--- À faire ---
1 - Répondez à ces questions sur l'extrait consacré à l'enseignement commercial aux États-Unis :
(a) Sur combien d'années s'étend le programme des Facultés de commerce ?
(b) Combien de Commercial Colleges comptait-on en 1896 ?
(c) Combien de temps dure généralement l'enseignement des écoles privées d'enseignement commercial moyen ?
2 - Pouvez-vous imprimer, sans rien y changer, le passage de l'extrait sur l'enseignement commercial aux États-Unis qui va de « L’enseignement commercial moyen » à « de commerce d’Autriche. » ?

── Extrait à lire ──

Les choses ont marché depuis, et c’est au contraire vers les hautes études commerciales que ce pays s’oriente avec ardeur en ce moment, à la suite du voyage que M. Edmond James, alors professeur à l’Université de Chicago, et aujourd’hui président de l’Université de l’État de l’Illinois, fit en Europe, il y a une dizaine d’années, pour y étudier d’une façon approfondie les écoles supérieures de commerce. Son livre sur l’éducation, des hommes d’affaires fut le signal de l’important mouvement auquel nous assistons aujourd’hui. On compte en ce moment une dizaine de Facultés de commerce adjointes à des Universités ; elles ont toutes un programme sensiblement pareil ; il s’étend sur quatre années et prévoit pendant les deux dernières un sectionnement entre les six branches de banque et finance, de chemins de fer et transports, de commerce et industrie, d’assurances, de science politique et consulaire, enfin de journalisme. Les étudians peuvent aussi s’y préparer au professorat commercial. A côté de ces Facultés proprement dites, il y a dans plusieurs Universités des cours de haut enseignement d’économie politique, de finance et de commerce, et, comme l’attention générale est portée de ce côté-là, on peut s’attendre à de véritables surprises à la suite des donations absolument prodigieuses que les grands milliardaires font depuis quelques années aux principales Universités de leur pays.

L’enseignement commercial moyen est donné aux Etats-Unis soit dans des écoles publiques, soit dans des écoles privées. Dans les premières on a commencé par l’adjonction de cours commerciaux, mais la tendance actuelle des grandes villes est de consacrer à cet enseignement des écoles indépendantes. C’est un pas en avant vers l’idéal qui consiste à avoir des cours spéciaux et des maîtres spéciaux dans des bâtimens spéciaux. Quant aux écoles privées d’enseignement commercial moyen, déjà assez nombreuses, elles se développent sans cesse. Leur enseignement dure généralement deux ans et peut être comparé à celui des Académies de commerce d’Autriche.

Les écoles commerciales élémentaires, appelées Commercial Colleges, sont fort nombreuses ; elles étaient en 1896, dernière année dont nous connaissions la statistique, au nombre de 341, avec 1 764 professeurs et 77 000 élèves, dont 82 pour 100 fréquentaient les cours du jour, et 18 pour 100 ceux du soir. L’enseignement qui y était d’abord rudimentaire s’est élargi, la durée des études s’y est agrandie et l’on y trouve maintenant une solide préparation pratique. L’écolage dans les meilleures écoles varie de 250 à 1 000 francs pour une année scolaire de dix mois ; dans un pays où tout se mesure d’après le prix, c’est dire que l’on attache une grande importance à cet enseignement. Les cours complémentaires, cours du soir, cours de perfectionnement commercial, sont très répandus et très fréquentés aux États-Unis, mais ils n’ont donné lieu jusqu’ici à aucune statistique. Dans aucun des degrés de l’enseignement commercial il n’y a d’écoles spéciales pour les jeunes filles ; en Amérique, les écoles sont communes aux deux sexes et cette co-fréquentation a l’heureux effet de stimuler l’émulation.

───
── Lignes ──

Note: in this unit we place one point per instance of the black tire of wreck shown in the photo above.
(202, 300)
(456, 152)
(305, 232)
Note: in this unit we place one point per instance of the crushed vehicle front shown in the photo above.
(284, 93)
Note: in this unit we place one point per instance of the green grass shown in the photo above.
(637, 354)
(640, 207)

───

--- Corrigé ---
1 -
(a) Quatre années.
(b) 341.
(c) Deux ans.

2 -
L’enseignement commercial moyen est donné aux Etats-Unis soit dans des écoles publiques, soit dans des écoles privées. Dans les premières on a commencé par l’adjonction de cours commerciaux, mais la tendance actuelle des grandes villes est de consacrer à cet enseignement des écoles indépendantes. C’est un pas en avant vers l’idéal qui consiste à avoir des cours spéciaux et des maîtres spéciaux dans des bâtimens spéciaux. Quant aux écoles privées d’enseignement commercial moyen, déjà assez nombreuses, elles se développent sans cesse. Leur enseignement dure généralement deux ans et peut être comparé à celui des Académies de commerce d’Autriche.